◆ Passage
· · · · · · ·

That’s why we compiled this guide. We hope to provide not only facts and figures, but also real advice straight from moms just like you who are working with their babies, toddlers, tweens and teens every day to promote their dental health. We’ve divided our guide into sections for each primary age throughout your child’s development. Within each section you will find information, tips and advice to help you guide your child toward a healthy adulthood with a great smile.
Newborn – When there is only gum
Long before you felt your baby’s first kick, his teeth were beginning to develop below his gums. The hard enamel had formed around each tooth by the third or fourth month in your womb. During the first few months of his life, you were probably too busy and exhausted to think much about what would soon be happening in his mouth. Nevertheless, there probably came a day when you noticed he was more cranky than usual. Perhaps he drooled excessively or constantly chewed on his hand, your finger or any other object he could find.
“I've always rubbed on my kids’ gums or baby teeth with washcloths or rubber finger brushes since they were babies… Let your kids get used to you 'brushing' in their mouth by starting with washcloths and rubber toothbrushes when they're young. They won't be so averse to it when you do try to actually brush their teeth, because they will be used to it by then.”
-Renee, of Om...and then some
To find out how you can brush your child’s teeth, check out this video
As with most other aspects of childhood development, each baby is different and operates on his own schedule. Some children, for instance, don’t get their first tooth until they are 10 months old, while others proudly display one at 3 months. Generally, the bottom front teeth come in first, followed by the top front teeth. Next are the molars and finally the cuspids, which are the pointed teeth. In all, there are 20 "primary" teeth—more commonly known as baby teeth. If they seem gapped and uneven, don’t worry: Space between baby teeth allows room for 32 bigger permanent teeth to replace them later, which will come in during your child’s early elementary school years when the baby teeth fall out.
Protecting your baby’s teeth from decay starts as soon as his first tooth erupts through his gums. The upper front row is the most susceptible to problems, but any of his teeth are vulnerable. There are several things you can do to keep decay at bay and to begin making oral care fun for him. Here are some tried-and-true tips direct from moms who have been there, done that – some more than once!
- After each feeding, wipe your baby’s gums with a clean gauze pad or washcloth. Once teeth appear, brush them daily with a soft-bristle toothbrush. Do not use toothpaste, because your baby doesn’t know how to spit yet. Water is sufficient. Many moms recommend accustoming your baby to the toothbrush by allowing him to hold and play with it, as well as to chew on it. Any safe strategy you can find that makes the toothbrush fun—or at least tolerable—is worth a try.
“Kyra is only 14 months but has had teeth from 4 months. She was exclusively breastfed until 6 months, so we didn't really worry about her teeth at all, but when she started on solids, we realized we had to start. It was impossible to get a 6-month-old to 'brush' her teeth, so we just gave her the toothbrush to 'chew' on.”

· · · · · · ·

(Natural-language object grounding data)
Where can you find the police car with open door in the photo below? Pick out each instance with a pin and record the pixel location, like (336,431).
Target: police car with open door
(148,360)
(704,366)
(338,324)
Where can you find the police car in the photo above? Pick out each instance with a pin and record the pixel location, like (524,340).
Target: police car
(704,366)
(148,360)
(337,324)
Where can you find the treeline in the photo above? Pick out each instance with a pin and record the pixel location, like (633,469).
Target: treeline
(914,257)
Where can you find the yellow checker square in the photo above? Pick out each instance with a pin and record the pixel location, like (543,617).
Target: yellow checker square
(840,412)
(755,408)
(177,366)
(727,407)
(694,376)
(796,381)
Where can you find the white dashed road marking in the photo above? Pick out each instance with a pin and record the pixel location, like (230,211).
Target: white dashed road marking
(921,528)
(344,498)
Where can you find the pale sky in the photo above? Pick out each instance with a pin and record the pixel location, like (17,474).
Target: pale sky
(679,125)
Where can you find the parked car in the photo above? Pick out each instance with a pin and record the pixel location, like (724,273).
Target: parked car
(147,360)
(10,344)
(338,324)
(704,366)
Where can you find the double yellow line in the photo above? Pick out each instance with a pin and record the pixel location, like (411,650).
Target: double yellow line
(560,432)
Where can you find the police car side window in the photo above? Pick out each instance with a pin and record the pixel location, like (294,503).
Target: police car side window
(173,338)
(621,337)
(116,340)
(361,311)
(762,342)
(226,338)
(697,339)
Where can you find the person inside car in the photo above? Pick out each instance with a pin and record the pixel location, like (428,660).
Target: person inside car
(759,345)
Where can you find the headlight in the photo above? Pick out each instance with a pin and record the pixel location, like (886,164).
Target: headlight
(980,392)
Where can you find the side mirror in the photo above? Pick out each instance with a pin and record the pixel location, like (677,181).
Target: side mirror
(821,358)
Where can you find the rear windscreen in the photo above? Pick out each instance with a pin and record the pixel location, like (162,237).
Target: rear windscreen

· · · · · · ·

◆ What you should do
Reproduce the baby teeth passage word for word from "Newborn – When" to "he could find.".

◆ Solution below
Newborn – When there is only gum
Long before you felt your baby’s first kick, his teeth were beginning to develop below his gums. The hard enamel had formed around each tooth by the third or fourth month in your womb. During the first few months of his life, you were probably too busy and exhausted to think much about what would soon be happening in his mouth. Nevertheless, there probably came a day when you noticed he was more cranky than usual. Perhaps he drooled excessively or constantly chewed on his hand, your finger or any other object he could find.